* The records:
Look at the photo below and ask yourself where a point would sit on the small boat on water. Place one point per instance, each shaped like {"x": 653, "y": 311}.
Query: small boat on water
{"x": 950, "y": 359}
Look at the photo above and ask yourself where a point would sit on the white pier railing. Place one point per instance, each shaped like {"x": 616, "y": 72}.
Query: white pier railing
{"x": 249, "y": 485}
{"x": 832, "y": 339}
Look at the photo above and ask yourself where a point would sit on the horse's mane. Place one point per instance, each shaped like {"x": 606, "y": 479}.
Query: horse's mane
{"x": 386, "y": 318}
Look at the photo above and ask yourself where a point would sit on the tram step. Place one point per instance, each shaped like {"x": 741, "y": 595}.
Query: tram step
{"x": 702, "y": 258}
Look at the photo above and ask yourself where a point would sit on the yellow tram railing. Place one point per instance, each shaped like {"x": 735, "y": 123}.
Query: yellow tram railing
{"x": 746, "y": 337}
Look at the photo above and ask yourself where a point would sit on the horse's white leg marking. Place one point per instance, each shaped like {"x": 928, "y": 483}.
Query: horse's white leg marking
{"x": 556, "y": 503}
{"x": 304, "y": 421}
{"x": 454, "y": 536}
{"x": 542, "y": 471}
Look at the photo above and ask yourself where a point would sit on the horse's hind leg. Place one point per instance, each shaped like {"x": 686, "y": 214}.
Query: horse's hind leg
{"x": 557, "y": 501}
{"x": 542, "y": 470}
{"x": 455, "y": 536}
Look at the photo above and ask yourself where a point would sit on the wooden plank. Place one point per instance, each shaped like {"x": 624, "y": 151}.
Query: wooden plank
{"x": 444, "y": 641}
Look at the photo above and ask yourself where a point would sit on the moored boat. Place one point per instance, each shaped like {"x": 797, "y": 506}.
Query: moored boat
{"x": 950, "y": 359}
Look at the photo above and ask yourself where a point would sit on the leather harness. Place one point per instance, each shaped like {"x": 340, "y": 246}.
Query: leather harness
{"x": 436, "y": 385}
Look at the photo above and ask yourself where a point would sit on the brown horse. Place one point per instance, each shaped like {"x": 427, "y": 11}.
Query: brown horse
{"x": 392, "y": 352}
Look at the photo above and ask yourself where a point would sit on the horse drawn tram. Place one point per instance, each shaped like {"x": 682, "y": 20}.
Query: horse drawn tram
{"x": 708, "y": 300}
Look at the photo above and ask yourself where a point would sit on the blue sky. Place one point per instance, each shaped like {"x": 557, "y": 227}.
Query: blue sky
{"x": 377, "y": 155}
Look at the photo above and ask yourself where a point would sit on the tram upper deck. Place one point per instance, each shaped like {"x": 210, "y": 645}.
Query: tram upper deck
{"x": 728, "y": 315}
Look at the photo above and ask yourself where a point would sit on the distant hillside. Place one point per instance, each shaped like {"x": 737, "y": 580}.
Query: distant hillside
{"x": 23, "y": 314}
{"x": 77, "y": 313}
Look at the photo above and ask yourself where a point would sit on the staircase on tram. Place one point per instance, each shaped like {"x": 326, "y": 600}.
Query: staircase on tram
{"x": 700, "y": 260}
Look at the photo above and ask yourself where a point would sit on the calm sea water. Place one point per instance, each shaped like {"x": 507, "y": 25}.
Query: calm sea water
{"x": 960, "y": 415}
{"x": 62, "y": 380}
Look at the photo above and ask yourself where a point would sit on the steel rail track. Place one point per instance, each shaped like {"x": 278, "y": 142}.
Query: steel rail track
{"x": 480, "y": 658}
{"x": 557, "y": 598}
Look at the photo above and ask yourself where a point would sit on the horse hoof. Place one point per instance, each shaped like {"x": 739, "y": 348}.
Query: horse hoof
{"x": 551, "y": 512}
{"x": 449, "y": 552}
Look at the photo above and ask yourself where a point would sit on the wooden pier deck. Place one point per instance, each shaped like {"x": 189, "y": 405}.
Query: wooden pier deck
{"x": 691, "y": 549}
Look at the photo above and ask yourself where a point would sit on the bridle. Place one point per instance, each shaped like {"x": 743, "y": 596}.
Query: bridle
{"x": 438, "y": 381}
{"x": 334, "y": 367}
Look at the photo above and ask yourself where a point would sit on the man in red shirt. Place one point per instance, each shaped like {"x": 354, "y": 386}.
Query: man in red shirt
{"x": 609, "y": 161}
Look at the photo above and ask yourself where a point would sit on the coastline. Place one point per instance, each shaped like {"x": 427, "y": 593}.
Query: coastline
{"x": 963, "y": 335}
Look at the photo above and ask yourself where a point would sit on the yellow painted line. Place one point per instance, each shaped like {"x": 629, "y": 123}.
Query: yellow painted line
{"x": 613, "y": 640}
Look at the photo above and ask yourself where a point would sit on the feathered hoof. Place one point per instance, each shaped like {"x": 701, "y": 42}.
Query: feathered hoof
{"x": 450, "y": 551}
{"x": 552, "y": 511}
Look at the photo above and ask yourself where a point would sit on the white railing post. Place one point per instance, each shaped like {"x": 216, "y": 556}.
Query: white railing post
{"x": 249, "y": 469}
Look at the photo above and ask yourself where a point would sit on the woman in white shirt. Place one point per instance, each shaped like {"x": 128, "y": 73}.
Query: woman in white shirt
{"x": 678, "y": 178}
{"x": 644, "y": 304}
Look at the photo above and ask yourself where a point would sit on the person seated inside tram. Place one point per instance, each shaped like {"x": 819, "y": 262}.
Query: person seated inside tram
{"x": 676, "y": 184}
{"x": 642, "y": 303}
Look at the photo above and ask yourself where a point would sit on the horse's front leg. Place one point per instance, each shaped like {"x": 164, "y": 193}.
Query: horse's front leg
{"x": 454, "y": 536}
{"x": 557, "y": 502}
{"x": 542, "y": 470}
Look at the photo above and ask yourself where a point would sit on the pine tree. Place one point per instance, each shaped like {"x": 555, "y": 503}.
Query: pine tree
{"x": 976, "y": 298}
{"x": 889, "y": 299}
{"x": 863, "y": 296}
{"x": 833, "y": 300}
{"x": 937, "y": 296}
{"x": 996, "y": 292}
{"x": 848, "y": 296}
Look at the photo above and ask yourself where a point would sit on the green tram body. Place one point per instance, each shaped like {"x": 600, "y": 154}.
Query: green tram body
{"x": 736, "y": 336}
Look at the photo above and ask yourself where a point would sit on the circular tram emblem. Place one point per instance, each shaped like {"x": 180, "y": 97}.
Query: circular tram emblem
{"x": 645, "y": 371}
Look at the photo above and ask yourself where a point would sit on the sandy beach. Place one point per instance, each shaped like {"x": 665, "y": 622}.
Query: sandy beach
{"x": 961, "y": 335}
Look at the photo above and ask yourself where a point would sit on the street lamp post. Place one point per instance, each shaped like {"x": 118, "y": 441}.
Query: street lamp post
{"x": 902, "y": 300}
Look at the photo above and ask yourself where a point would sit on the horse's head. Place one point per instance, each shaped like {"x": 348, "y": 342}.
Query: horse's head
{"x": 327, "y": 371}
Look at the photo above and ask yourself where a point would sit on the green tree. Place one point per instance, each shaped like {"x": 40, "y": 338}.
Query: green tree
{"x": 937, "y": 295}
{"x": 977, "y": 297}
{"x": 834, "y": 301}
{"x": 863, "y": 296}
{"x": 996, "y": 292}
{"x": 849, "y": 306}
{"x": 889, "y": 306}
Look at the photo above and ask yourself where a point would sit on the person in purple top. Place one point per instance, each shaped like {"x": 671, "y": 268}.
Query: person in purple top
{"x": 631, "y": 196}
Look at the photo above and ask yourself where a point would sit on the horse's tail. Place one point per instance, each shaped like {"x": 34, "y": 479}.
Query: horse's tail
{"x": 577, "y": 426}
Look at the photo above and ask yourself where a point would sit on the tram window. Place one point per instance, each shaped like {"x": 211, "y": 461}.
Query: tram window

* Your objective: Please retype every entry above exactly as it stands.

* Response area:
Look at the photo below and ask yourself where a point would sit on the small boat on water. Place one point per instance, each shaped like {"x": 653, "y": 311}.
Query: small boat on water
{"x": 950, "y": 359}
Look at the photo above and ask yourself where a point would sit on the white pier railing. Place one point per instance, each shaped like {"x": 616, "y": 72}.
Query: white pier railing
{"x": 249, "y": 485}
{"x": 832, "y": 339}
Look at the photo above and ask yourself where a point would sit on the horse's mane. Place one point per instance, each shaped like {"x": 606, "y": 479}.
Query: horse's mane
{"x": 386, "y": 318}
Look at the photo above and ask yourself where a point would sit on the tram step. Place one point per instance, each shaped like {"x": 741, "y": 595}.
Query: tram step
{"x": 702, "y": 258}
Look at the photo above and ask yourself where a point would sit on the yellow tram railing. Place one point per instance, each shaped like {"x": 735, "y": 123}.
Query: yellow tram railing
{"x": 746, "y": 337}
Look at the photo above and ask yourself where a point would sit on the horse's white leg marking. Place one point per instance, each shaped like {"x": 928, "y": 483}.
Query: horse's white leg marking
{"x": 556, "y": 503}
{"x": 304, "y": 421}
{"x": 454, "y": 536}
{"x": 542, "y": 471}
Look at the photo above and ask yourself where a point would sit on the horse's hind leg. Place one point per instance, each shaped like {"x": 686, "y": 214}.
Query: horse's hind leg
{"x": 557, "y": 501}
{"x": 542, "y": 470}
{"x": 455, "y": 536}
Look at the photo above and ask yourself where a point would sit on the wooden plank. Place one point per instance, each shaped like {"x": 624, "y": 151}.
Query: wooden plank
{"x": 444, "y": 641}
Look at the photo above and ask yourself where a point would sit on the moored boat. Place one point per instance, each shaped like {"x": 797, "y": 506}.
Query: moored boat
{"x": 950, "y": 359}
Look at the photo above and ask yourself where a point would sit on the leather harness. Place one point per instance, each shaped like {"x": 340, "y": 246}.
Query: leather harness
{"x": 436, "y": 385}
Look at the photo above and ask yourself where a point would sit on the brown horse. Place one point per instance, each shaped like {"x": 427, "y": 11}.
Query: brown horse
{"x": 392, "y": 352}
Look at the photo above and ask yourself where a point would sit on the horse drawn tram. Place one point per instance, each shaped like {"x": 682, "y": 20}.
Query: horse drawn tram
{"x": 708, "y": 300}
Look at the photo above and ask yourself where a point would sit on the blue sky. Place one point per instance, each shaped like {"x": 557, "y": 227}.
Query: blue sky
{"x": 377, "y": 155}
Look at the photo above and ask yourself where a point would sit on the tram upper deck. Place one point per instance, each shaped like {"x": 210, "y": 645}.
Query: tram upper deck
{"x": 728, "y": 315}
Look at the photo above and ask yourself where a point would sit on the distant hillside. Place one point per instance, each shaped like {"x": 737, "y": 580}.
Query: distant hillside
{"x": 23, "y": 314}
{"x": 77, "y": 313}
Look at the photo above and ask yourself where a point would sit on the staircase on tram. Place one point per instance, each shaped like {"x": 326, "y": 600}.
Query: staircase on tram
{"x": 700, "y": 260}
Look at the photo above and ask yourself where a point would sit on the calm sea water. Place one point per instance, each shaped like {"x": 507, "y": 25}.
Query: calm sea water
{"x": 960, "y": 415}
{"x": 62, "y": 380}
Look at the photo above and ask yourself where a point would sit on the steel rail track. Place one point per instance, each shaped like {"x": 278, "y": 142}.
Query: steel rail track
{"x": 480, "y": 658}
{"x": 557, "y": 598}
Look at the photo above and ask yourself where a point would sit on the horse hoof. Place one point per instance, each shaped like {"x": 739, "y": 348}.
Query: horse hoof
{"x": 551, "y": 512}
{"x": 449, "y": 552}
Look at the photo above and ask yourself where a point would sit on the wooden pier deck. Place one point per instance, each shaped like {"x": 189, "y": 405}.
Query: wooden pier deck
{"x": 691, "y": 549}
Look at the photo above and ask yourself where a point would sit on the bridle. Place one point per instance, each shaped like {"x": 743, "y": 596}.
Query: bridle
{"x": 438, "y": 381}
{"x": 334, "y": 367}
Look at the photo above and ask yourself where a point would sit on the man in red shirt. Place one point per instance, each shaped like {"x": 354, "y": 386}.
Query: man in red shirt
{"x": 609, "y": 161}
Look at the photo above and ask yourself where a point would sit on the coastline. Place one point per instance, each shaped like {"x": 427, "y": 593}.
Query: coastline
{"x": 963, "y": 335}
Look at the photo above and ask yourself where a point would sit on the yellow painted line. Place one point per instance, each shaped like {"x": 629, "y": 123}.
Query: yellow painted line
{"x": 613, "y": 640}
Look at the photo above and ask yourself where a point would sit on the feathered hoof. Place one point per instance, each shaped like {"x": 701, "y": 42}.
Query: feathered hoof
{"x": 450, "y": 551}
{"x": 552, "y": 511}
Look at the photo above and ask yourself where a point would sit on the white railing post. Place one point per instance, each shaped like {"x": 216, "y": 556}.
Query: white railing post
{"x": 249, "y": 469}
Look at the photo above and ask yourself where a point would sit on the woman in white shirt. Place one point per instance, each shaped like {"x": 128, "y": 73}.
Query: woman in white shirt
{"x": 678, "y": 178}
{"x": 644, "y": 304}
Look at the photo above and ask yourself where a point would sit on the person seated inside tram. Place one point per instance, each shaped like {"x": 819, "y": 262}.
Query: person seated inside tram
{"x": 676, "y": 184}
{"x": 642, "y": 303}
Look at the photo above and ask yourself where a point would sit on the horse's front leg. Place one point per instance, each shaped like {"x": 164, "y": 193}.
Query: horse's front leg
{"x": 454, "y": 536}
{"x": 557, "y": 502}
{"x": 542, "y": 470}
Look at the photo above and ask yourself where a point would sit on the pine tree. Place one point per instance, each shaped like {"x": 555, "y": 503}.
Query: pine tree
{"x": 976, "y": 298}
{"x": 889, "y": 299}
{"x": 863, "y": 296}
{"x": 833, "y": 300}
{"x": 937, "y": 296}
{"x": 996, "y": 292}
{"x": 848, "y": 296}
Look at the photo above and ask yourself where a point would sit on the green tram body. Place one point per instance, each shaped like {"x": 600, "y": 154}.
Query: green tram body
{"x": 736, "y": 336}
Look at the photo above and ask yourself where a point would sit on the circular tram emblem. Place one point per instance, each shaped like {"x": 180, "y": 97}.
Query: circular tram emblem
{"x": 645, "y": 371}
Look at the photo above and ask yourself where a point would sit on the sandy beach. Place one point per instance, each shaped like {"x": 665, "y": 622}.
Query: sandy beach
{"x": 961, "y": 335}
Look at the photo above and ask yourself where a point would sit on the street lamp post. Place one point per instance, each shaped like {"x": 118, "y": 441}.
Query: street lamp post
{"x": 902, "y": 300}
Look at the photo above and ask yourself where a point would sit on the horse's head. Place one point per instance, each shaped like {"x": 348, "y": 342}.
Query: horse's head
{"x": 327, "y": 371}
Look at the photo above and ask yourself where a point would sit on the green tree. Place one point per instance, each shaped like {"x": 40, "y": 338}.
Query: green tree
{"x": 937, "y": 295}
{"x": 977, "y": 297}
{"x": 834, "y": 301}
{"x": 863, "y": 296}
{"x": 996, "y": 292}
{"x": 849, "y": 306}
{"x": 889, "y": 306}
Look at the photo above and ask yourself where a point would sit on the person in purple top. Place one point per instance, each shaped like {"x": 671, "y": 268}.
Query: person in purple top
{"x": 631, "y": 196}
Look at the photo above and ask yourself where a point would sit on the horse's tail. Place one point per instance, each shaped like {"x": 34, "y": 479}.
Query: horse's tail
{"x": 577, "y": 426}
Look at the photo above and ask yourself where a point would sit on the tram window. Place one point per instance, each shaped like {"x": 211, "y": 461}.
Query: tram window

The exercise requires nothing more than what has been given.